(Excerpts of bounding box data)

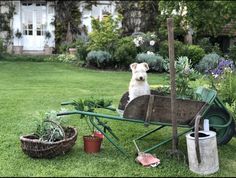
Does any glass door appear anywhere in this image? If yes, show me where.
[22,2,47,50]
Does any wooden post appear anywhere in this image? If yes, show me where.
[167,18,178,153]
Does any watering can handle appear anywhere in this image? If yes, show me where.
[194,115,202,164]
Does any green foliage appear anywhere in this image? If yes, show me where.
[0,38,6,57]
[86,50,112,68]
[88,15,121,54]
[197,37,222,55]
[159,40,184,58]
[158,0,236,36]
[34,111,65,142]
[0,53,47,62]
[115,0,160,35]
[136,53,164,72]
[75,38,88,62]
[176,56,199,99]
[113,37,137,67]
[44,53,77,63]
[132,32,159,53]
[229,45,236,63]
[196,53,220,73]
[73,97,112,114]
[181,45,205,66]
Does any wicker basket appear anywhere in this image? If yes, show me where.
[20,127,77,158]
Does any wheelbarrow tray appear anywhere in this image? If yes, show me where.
[119,91,206,126]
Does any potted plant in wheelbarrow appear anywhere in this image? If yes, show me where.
[73,98,111,153]
[20,111,77,158]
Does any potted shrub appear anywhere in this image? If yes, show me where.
[44,31,52,55]
[68,43,77,55]
[74,98,111,153]
[20,111,77,158]
[13,29,23,54]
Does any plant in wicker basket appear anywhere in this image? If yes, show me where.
[20,111,77,158]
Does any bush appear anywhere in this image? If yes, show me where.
[44,54,77,63]
[86,50,111,68]
[75,38,88,62]
[132,32,159,53]
[181,45,205,66]
[88,15,121,54]
[198,38,223,55]
[159,41,184,58]
[113,37,137,67]
[136,53,164,72]
[229,45,236,63]
[0,38,5,57]
[196,53,220,72]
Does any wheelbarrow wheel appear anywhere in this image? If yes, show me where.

EXERCISE DESCRIPTION
Write out again the entries starting at the line that contains "Does any bush" and ending with the last line of the entries, request lines included. Offset every coordinate in the answers by -117.

TASK ANSWER
Does any bush appear anywhere in this image? If yes, show me where.
[-73,-63,-40,-54]
[-31,-67,-6,-49]
[-42,-79,-29,-55]
[15,-85,42,-64]
[64,-72,88,-51]
[-29,-102,4,-63]
[81,-79,106,-62]
[42,-76,67,-59]
[-4,-80,20,-50]
[19,-64,47,-45]
[112,-72,119,-54]
[-117,-79,-112,-60]
[79,-64,103,-45]
Does any wheelbarrow wheel appear anywhere in this image? If yes, show me where.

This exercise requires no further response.